### EXERCISE GOAL:
Each line from the one that contains "the fireplace surround" through the last line of the listing below is to be returned exactly as it stands, and nothing else.

Segment Open

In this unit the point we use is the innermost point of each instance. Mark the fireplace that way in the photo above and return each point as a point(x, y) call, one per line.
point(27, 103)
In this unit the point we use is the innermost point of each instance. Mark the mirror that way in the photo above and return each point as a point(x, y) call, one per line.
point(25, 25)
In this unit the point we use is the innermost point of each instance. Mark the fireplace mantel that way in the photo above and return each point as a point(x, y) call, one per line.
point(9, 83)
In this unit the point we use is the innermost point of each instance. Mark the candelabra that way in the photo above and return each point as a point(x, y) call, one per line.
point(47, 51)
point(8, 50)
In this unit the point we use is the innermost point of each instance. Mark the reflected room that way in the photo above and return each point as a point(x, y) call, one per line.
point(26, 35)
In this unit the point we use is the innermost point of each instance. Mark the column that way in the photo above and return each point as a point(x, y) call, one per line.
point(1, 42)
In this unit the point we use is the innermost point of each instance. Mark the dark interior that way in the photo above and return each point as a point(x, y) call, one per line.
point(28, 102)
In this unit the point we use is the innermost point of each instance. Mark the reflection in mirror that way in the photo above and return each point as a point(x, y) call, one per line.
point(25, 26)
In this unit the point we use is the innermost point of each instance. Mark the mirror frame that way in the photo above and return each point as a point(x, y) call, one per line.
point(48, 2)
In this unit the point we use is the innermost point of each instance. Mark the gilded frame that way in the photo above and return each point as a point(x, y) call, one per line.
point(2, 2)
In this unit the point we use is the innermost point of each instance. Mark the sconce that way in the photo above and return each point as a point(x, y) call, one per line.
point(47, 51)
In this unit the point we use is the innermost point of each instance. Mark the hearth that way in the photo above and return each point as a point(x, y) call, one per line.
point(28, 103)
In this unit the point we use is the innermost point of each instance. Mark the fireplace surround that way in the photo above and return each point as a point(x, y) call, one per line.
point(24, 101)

Segment Closed

### WRITTEN REPLY:
In this unit the point we use is the innermost point of each instance. Mark the fireplace surround that way in the photo above and return each point as a point(x, y) call, one per line.
point(24, 101)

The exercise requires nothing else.